**Stored data entries:**

_ _ _ _ _

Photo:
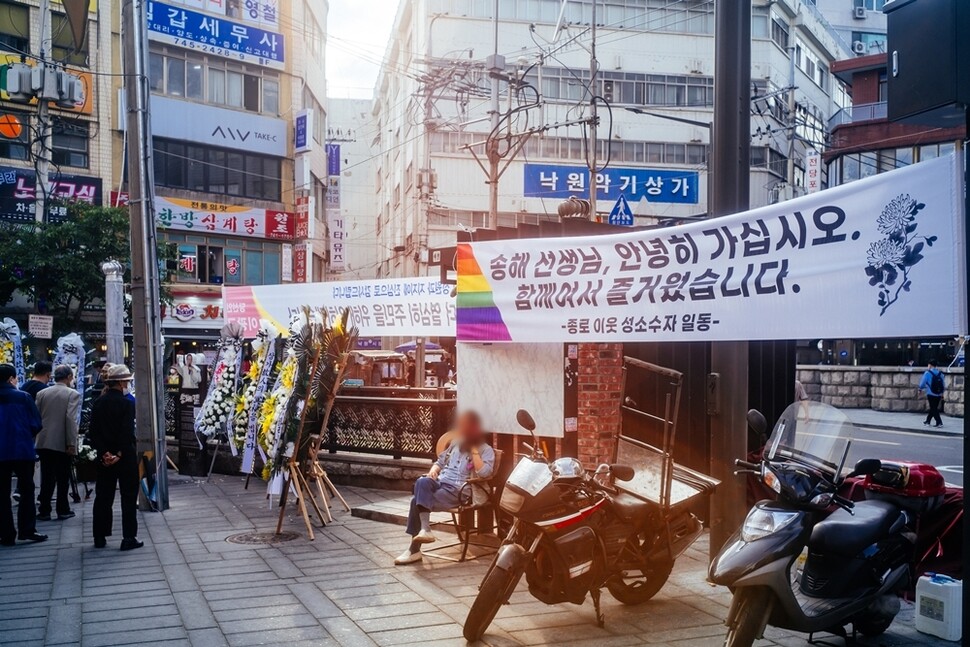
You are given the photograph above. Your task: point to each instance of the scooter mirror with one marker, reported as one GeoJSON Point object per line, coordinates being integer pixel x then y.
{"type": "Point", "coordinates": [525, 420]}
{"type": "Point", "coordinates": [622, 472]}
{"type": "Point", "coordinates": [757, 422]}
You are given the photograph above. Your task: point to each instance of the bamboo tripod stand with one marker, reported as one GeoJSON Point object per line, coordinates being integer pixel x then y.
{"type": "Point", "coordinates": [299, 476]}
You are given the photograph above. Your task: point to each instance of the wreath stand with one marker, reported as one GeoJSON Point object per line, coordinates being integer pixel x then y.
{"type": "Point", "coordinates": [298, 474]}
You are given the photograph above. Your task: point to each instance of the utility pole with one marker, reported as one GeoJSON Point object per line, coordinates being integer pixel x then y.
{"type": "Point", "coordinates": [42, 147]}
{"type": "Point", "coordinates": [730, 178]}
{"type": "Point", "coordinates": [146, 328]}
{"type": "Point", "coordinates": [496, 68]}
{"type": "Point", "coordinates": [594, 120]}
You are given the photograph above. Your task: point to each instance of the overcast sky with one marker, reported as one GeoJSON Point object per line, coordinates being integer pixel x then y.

_ _ _ _ _

**EXERCISE DESCRIPTION:**
Output the data exactly. Pictures don't belong in the result.

**ANSWER TO THIS TASK:**
Photo:
You are given the photograph above. Your task: point to each instance of the scooter mirror with one marker, reported as one GeoJSON Point object per line, coordinates being integer pixel x then y.
{"type": "Point", "coordinates": [525, 420]}
{"type": "Point", "coordinates": [622, 472]}
{"type": "Point", "coordinates": [757, 422]}
You are given the photograph above. Your task: point to each instance of the bamboo tripod stand with one marker, reported as one GeoJSON Point object per line, coordinates being integer pixel x then y.
{"type": "Point", "coordinates": [299, 476]}
You are given the photograph above. Your task: point to each instance of the wreath stand with one marker, reported as one GeoJSON Point object per line, coordinates being integer pixel x then y.
{"type": "Point", "coordinates": [298, 474]}
You are given the photograph above. Your task: point to each instance of the utility pole with one marker, reported as one GeoJSON Point object per line, coordinates being integer pixel x then y.
{"type": "Point", "coordinates": [42, 147]}
{"type": "Point", "coordinates": [730, 178]}
{"type": "Point", "coordinates": [146, 328]}
{"type": "Point", "coordinates": [496, 68]}
{"type": "Point", "coordinates": [594, 120]}
You are given the photograph above. Your task: point to each instance of the overcast sky with one marker, reported as one GeoJSON Point object per line, coordinates being integer pixel x then y.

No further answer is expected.